* [Records shown]:
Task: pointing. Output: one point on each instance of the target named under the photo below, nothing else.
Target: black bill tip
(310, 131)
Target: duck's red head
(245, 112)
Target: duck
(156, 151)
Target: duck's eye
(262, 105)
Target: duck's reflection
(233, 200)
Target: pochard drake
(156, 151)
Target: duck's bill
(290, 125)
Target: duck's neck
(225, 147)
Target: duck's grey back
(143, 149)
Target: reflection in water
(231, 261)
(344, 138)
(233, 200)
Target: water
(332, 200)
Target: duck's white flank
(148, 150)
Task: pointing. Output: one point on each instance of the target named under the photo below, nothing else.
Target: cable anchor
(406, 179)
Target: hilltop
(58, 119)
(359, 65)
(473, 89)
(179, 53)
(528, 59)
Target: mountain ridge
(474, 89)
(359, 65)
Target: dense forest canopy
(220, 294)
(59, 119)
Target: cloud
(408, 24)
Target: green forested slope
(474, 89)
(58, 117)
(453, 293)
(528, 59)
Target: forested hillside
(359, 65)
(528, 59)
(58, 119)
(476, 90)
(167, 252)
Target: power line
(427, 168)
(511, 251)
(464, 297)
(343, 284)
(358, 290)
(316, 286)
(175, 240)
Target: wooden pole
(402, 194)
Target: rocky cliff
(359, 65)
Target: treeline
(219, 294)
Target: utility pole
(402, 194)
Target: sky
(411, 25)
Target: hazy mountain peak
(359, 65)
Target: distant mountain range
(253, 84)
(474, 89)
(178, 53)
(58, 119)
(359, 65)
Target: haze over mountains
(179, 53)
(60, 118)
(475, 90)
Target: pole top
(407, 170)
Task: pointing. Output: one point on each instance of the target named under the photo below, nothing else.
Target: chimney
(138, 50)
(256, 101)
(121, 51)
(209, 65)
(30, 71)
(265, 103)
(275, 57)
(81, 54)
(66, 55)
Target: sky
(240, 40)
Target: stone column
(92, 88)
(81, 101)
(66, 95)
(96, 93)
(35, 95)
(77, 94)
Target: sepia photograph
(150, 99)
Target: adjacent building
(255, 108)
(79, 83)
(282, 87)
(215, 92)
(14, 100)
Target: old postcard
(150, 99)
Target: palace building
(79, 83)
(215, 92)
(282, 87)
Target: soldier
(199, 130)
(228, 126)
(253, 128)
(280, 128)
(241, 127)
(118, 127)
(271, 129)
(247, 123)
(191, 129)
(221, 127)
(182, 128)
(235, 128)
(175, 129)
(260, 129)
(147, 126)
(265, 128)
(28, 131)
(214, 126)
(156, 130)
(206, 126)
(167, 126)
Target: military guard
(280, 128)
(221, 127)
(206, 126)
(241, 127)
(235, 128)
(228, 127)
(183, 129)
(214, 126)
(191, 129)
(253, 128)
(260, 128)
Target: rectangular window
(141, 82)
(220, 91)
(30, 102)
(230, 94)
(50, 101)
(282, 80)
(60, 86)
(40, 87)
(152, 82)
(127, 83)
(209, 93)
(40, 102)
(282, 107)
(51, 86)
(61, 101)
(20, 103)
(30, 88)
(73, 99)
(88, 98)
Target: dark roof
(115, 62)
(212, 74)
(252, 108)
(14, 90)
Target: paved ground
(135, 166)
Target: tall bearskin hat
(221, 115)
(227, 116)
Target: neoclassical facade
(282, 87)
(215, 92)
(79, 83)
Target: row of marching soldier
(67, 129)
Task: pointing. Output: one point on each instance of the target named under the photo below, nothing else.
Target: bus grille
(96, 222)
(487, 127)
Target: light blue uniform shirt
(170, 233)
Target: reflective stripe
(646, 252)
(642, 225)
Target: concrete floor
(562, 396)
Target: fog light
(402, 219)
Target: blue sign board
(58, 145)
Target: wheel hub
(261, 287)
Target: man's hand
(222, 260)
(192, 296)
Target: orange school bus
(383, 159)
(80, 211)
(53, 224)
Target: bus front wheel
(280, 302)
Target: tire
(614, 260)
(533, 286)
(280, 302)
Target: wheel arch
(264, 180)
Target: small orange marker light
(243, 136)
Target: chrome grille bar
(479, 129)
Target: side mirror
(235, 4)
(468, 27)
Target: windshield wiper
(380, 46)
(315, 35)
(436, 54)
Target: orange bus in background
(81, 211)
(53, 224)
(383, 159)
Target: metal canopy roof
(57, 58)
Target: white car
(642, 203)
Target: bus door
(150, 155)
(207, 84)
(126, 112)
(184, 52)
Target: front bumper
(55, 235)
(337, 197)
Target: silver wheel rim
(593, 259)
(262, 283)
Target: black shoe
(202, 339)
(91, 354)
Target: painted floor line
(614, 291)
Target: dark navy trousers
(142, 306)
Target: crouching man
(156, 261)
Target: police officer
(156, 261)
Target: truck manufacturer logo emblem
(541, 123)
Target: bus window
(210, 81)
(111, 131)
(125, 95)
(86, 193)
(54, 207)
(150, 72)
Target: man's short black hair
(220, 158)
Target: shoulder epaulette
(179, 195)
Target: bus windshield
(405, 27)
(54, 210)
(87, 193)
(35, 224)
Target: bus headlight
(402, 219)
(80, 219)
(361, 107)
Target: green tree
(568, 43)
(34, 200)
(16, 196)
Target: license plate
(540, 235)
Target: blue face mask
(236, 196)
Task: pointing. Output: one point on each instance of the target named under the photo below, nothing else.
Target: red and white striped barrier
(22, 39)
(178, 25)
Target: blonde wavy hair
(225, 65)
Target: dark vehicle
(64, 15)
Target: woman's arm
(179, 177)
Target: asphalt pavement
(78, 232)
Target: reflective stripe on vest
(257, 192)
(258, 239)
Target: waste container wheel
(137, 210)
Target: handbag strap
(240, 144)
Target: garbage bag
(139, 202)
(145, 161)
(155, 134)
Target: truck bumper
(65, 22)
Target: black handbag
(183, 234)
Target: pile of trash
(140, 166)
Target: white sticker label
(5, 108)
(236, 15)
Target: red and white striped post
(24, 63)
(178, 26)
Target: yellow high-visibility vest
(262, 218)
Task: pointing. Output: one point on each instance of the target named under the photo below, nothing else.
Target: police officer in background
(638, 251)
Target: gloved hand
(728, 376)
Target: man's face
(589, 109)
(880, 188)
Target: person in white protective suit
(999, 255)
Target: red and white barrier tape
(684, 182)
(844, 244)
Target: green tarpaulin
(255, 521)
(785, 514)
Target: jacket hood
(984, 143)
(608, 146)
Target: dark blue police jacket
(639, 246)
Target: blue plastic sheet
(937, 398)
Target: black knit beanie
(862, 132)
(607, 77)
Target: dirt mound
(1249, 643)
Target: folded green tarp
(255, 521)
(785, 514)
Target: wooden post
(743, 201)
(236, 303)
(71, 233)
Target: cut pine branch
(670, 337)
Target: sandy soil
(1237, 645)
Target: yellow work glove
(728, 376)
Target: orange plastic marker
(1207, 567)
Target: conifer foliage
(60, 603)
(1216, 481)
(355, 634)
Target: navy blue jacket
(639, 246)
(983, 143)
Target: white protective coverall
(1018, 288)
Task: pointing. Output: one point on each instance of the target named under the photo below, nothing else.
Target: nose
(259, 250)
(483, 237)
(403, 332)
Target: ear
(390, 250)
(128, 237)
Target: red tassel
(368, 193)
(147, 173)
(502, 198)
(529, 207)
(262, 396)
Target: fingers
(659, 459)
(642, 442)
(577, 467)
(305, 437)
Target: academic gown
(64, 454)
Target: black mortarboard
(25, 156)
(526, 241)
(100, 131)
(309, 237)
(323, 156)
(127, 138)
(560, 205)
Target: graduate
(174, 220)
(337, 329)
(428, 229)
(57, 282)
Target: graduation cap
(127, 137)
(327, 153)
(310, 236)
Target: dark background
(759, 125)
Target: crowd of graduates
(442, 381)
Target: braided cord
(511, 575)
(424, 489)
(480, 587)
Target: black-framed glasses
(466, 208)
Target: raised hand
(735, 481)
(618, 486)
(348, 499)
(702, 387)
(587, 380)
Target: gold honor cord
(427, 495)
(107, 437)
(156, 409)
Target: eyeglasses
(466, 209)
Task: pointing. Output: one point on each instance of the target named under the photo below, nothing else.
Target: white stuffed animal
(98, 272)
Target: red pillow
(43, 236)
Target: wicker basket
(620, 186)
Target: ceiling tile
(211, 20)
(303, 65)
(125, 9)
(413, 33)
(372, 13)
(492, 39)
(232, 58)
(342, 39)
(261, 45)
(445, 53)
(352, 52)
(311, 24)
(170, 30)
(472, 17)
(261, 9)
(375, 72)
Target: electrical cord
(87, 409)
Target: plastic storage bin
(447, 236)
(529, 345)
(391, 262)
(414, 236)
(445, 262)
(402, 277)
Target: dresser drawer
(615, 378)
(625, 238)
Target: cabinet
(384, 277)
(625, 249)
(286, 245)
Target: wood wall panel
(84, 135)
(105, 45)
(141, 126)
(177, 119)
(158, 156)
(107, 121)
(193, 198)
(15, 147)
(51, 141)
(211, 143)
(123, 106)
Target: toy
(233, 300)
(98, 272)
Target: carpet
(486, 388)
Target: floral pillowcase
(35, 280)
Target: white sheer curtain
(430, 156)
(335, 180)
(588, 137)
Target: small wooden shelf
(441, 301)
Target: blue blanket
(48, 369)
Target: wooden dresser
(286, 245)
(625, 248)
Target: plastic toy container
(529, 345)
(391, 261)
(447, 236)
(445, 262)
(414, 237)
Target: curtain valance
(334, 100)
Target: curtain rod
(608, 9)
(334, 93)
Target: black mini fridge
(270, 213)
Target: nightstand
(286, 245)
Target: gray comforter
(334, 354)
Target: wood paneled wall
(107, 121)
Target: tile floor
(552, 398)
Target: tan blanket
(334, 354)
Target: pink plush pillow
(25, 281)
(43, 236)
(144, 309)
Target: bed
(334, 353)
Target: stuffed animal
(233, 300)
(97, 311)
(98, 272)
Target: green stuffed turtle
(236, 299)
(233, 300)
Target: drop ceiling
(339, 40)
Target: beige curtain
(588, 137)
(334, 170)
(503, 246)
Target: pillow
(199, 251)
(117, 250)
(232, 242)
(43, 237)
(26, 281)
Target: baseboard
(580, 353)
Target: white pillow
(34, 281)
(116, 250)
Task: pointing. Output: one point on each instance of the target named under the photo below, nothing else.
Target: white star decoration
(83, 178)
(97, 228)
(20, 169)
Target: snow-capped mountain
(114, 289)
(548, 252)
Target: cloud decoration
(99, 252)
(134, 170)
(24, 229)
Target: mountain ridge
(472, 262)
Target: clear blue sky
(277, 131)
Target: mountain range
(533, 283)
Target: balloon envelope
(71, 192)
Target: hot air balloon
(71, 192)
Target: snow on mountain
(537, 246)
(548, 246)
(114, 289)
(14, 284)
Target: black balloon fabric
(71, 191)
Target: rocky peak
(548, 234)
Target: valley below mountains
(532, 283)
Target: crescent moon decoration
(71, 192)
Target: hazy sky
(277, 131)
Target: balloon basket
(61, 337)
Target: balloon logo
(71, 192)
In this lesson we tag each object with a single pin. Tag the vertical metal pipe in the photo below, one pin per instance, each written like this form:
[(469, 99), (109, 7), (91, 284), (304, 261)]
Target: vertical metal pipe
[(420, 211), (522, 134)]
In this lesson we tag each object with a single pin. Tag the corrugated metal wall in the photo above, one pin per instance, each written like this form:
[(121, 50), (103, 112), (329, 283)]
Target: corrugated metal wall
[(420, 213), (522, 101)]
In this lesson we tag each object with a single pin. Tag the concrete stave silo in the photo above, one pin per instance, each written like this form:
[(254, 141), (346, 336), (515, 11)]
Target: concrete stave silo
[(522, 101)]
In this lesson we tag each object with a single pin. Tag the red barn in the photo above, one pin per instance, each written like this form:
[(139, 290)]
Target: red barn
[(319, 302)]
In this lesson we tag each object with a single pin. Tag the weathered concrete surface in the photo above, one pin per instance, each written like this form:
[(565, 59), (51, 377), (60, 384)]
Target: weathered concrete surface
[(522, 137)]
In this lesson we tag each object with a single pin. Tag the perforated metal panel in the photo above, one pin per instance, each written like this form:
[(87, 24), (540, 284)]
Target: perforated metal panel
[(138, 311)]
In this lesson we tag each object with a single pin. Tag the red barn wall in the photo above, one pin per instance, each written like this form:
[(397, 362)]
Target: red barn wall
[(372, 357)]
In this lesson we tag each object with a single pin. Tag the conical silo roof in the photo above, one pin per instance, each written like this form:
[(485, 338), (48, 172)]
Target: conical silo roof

* [Written request]:
Extract the lines above from the one containing "Tag the perforated" to the last line, both included, exactly as written.

* [Response]:
In this lesson we tag each object with a single pin. Tag the perforated metal panel in the photo above, one pin per instance, each written like this form:
[(87, 24), (540, 284)]
Target: perforated metal panel
[(138, 311)]
In this lesson we tag each object with a single pin. Tag the red barn wall in the photo above, one pin per instance, each written like this form:
[(397, 362)]
Target: red barn wall
[(372, 357)]
In this lesson we tag each object with a single pin. Tag the conical silo roof in the photo above, one pin per instance, each written like this form:
[(485, 338), (48, 172)]
Target: conical silo roof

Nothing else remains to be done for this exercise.